═══ Record list
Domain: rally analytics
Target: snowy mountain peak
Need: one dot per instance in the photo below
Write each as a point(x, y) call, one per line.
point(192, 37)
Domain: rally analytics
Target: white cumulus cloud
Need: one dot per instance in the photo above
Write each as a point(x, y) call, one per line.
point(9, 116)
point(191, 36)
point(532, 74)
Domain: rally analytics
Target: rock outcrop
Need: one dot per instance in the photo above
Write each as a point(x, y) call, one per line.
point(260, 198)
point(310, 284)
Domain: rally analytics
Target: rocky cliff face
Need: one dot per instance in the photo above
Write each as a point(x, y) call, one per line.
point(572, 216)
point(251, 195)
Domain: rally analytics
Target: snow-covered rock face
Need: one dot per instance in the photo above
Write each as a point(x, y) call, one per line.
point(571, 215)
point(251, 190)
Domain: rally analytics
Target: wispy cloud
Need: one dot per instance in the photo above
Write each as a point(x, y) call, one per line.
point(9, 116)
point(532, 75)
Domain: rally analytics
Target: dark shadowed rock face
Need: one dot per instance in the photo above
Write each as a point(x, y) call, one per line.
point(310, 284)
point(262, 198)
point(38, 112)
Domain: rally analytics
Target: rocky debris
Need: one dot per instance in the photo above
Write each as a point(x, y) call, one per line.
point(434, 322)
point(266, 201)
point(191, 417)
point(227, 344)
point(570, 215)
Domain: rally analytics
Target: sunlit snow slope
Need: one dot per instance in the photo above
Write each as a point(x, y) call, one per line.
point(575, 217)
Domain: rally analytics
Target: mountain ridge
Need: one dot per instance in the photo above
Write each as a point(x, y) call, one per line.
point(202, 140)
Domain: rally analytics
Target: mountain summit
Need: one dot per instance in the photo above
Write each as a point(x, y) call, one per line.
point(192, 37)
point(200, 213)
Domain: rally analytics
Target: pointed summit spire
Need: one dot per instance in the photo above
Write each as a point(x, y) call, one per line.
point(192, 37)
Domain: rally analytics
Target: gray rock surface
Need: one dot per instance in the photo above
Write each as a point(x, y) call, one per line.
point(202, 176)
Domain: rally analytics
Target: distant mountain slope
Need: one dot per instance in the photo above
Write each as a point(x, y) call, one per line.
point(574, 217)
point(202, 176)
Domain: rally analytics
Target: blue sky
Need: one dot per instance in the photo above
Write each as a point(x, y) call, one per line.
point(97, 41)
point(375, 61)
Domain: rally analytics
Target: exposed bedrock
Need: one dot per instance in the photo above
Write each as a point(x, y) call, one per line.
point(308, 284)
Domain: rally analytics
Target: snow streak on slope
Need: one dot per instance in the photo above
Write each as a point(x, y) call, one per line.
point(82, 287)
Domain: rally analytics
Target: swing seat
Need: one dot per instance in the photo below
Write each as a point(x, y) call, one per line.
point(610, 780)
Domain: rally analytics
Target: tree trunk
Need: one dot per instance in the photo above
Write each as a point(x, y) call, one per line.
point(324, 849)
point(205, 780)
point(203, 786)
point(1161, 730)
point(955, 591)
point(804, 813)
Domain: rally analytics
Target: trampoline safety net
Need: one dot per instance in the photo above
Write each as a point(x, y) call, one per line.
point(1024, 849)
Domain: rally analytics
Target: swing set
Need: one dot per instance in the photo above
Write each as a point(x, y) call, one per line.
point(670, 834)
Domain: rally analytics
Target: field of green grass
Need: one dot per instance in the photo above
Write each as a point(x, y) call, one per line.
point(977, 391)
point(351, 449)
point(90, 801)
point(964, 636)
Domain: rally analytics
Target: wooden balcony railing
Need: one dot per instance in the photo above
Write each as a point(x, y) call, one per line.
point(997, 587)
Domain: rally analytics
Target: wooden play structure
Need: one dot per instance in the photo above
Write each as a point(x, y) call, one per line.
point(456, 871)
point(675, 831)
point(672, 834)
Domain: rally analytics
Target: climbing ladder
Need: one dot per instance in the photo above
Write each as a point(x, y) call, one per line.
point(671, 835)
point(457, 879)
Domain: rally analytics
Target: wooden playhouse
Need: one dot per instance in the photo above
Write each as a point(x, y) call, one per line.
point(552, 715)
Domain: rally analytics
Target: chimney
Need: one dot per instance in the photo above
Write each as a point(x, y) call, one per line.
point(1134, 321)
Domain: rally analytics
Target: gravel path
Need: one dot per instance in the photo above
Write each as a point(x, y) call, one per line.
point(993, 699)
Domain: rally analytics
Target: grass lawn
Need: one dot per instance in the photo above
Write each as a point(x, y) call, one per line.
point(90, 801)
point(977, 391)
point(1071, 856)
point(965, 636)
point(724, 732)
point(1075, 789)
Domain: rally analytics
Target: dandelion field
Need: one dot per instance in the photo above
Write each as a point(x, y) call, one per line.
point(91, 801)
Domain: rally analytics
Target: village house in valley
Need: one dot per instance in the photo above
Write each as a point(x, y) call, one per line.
══════
Set problem: Please restate the whole listing word for word.

Exercise output:
Domain: rally analytics
Target: snowy mountain peak
Need: one dot per instance in the photo below
Write each as a point(x, y) call, one per line.
point(192, 37)
Domain: rally analytics
Target: white cumulus cloud
Need: one dot per instance in the photo above
Write each as a point(x, y) call, one per line.
point(9, 116)
point(191, 36)
point(532, 74)
Domain: rally analytics
Target: rock outcrop
Need: one dot per instance in the photo above
Write each as a point(x, y) call, one per line.
point(260, 198)
point(310, 284)
Domain: rally analytics
Target: rocky cliff face
Need: one dot per instance in the photo above
Write each as a point(x, y) call, one per line.
point(572, 216)
point(251, 195)
Domain: rally analytics
Target: snow-covered rock face
Need: one dot per instance in the photo above
Write each as a point(x, y) call, one per line.
point(571, 215)
point(251, 190)
Domain: rally analytics
Target: wispy cloud
Need: one dot per instance in the photo above
Write each as a point(x, y) call, one per line.
point(9, 116)
point(532, 75)
Domain: rally analytics
Target: dark shadowed rock face
Need: one dot per instance in the photo above
Write each as a point(x, y) call, one per line.
point(310, 284)
point(262, 198)
point(38, 112)
Domain: rally analytics
Target: rocky debris
Need: one dot per instance in the photo above
Write each as a point(x, y) call, one per line.
point(434, 322)
point(266, 201)
point(191, 417)
point(227, 344)
point(570, 215)
Domain: rally analytics
Target: sunlit snow slope
Need: one dot per instance in the photo above
Write each as a point(x, y) call, one per line.
point(575, 217)
Domain: rally analytics
Target: mountain ridge
Need: one dot per instance in the photo above
Write each as a point(x, y) call, one per line.
point(202, 140)
Domain: rally analytics
Target: mountain summit
Need: one dot per instance in the photo above
Write each as a point(x, y) call, one per line.
point(192, 37)
point(200, 213)
Domain: rally analytics
Target: pointed summit spire
Need: one dot per instance in the photo above
Write each as a point(x, y) call, one per line.
point(192, 37)
Domain: rally analytics
Target: gray rock surface
Need: one dot per instance in the photo above
Write each as a point(x, y) call, one per line.
point(202, 176)
Domain: rally analytics
Target: distant mountain slope
Need: one dot per instance in the photo above
Write each as a point(x, y) call, one per line.
point(574, 217)
point(202, 176)
Domain: rally analytics
Target: blue sky
Need: one dot per instance in the photo above
Write each as a point(x, y) call, one per line.
point(97, 41)
point(375, 61)
Domain: rally analytics
Target: exposed bedrock
Need: one dot per instance in the photo above
Write each as a point(x, y) call, one per line.
point(308, 284)
Domain: rally analytics
Target: snow streak on slope
Need: one dot per instance in the photo above
Write each as a point(x, y) call, one per line.
point(82, 287)
Domain: rally analytics
Target: swing seat
Need: one dot per instance in the photo below
Write each as a point(x, y) call, one per line.
point(610, 780)
Domain: rally analytics
Target: tree trunk
Need: one dot per instance in the photo above
Write each as a point(x, y) call, one per line.
point(324, 849)
point(205, 780)
point(203, 786)
point(1161, 730)
point(955, 591)
point(804, 813)
Domain: rally analytics
Target: trampoline safety net
Need: one dot per instance in the photo above
Write each as a point(x, y) call, one per line.
point(1024, 849)
Domain: rally analytics
Target: swing set
Need: one dot per instance in the photo above
Write each as a point(x, y) call, one per line.
point(670, 834)
Domain: rally analytics
Target: field of green grass
Need: one dot per instance in the photo above
Write each as a point(x, y) call, one per line.
point(977, 391)
point(351, 449)
point(90, 801)
point(964, 636)
Domain: rally analytics
Target: wooden balcony railing
Need: one dot per instance in the photo above
Write each as a point(x, y) call, one per line.
point(997, 587)
Domain: rally analytics
Target: wooden play structure
Need: one dot per instance in the photo above
Write each as a point(x, y) call, one per line.
point(456, 871)
point(675, 831)
point(672, 834)
Domain: rally analytics
Target: climbing ladder
Need: one dot per instance in the photo above
Write each as a point(x, y) call, one per line.
point(671, 835)
point(457, 879)
Domain: rally analytics
Target: wooden playhouse
Need: one dot per instance in the photo above
Write each as a point(x, y) call, one per line.
point(552, 715)
Domain: rally analytics
Target: chimney
Need: one dot per instance in the photo above
Write each as a point(x, y) call, one per line.
point(1134, 321)
Domain: rally analytics
Target: gravel path
Need: one dot per instance in the photo above
Write each as a point(x, y) call, one per line.
point(993, 699)
Domain: rally analytics
Target: grass lawn
Need: one dot per instance in the photo above
Write each as a point(x, y) call, one per line.
point(90, 801)
point(977, 391)
point(1071, 856)
point(965, 636)
point(724, 732)
point(1075, 789)
Domain: rally analytics
Target: dandelion field
Need: one dot per instance in the photo above
Write each as a point(x, y) call, one per line.
point(91, 801)
Domain: rally analytics
Target: village house in valley
Need: one dot per instance in the photo above
Write each as a point(x, y) call, one per line.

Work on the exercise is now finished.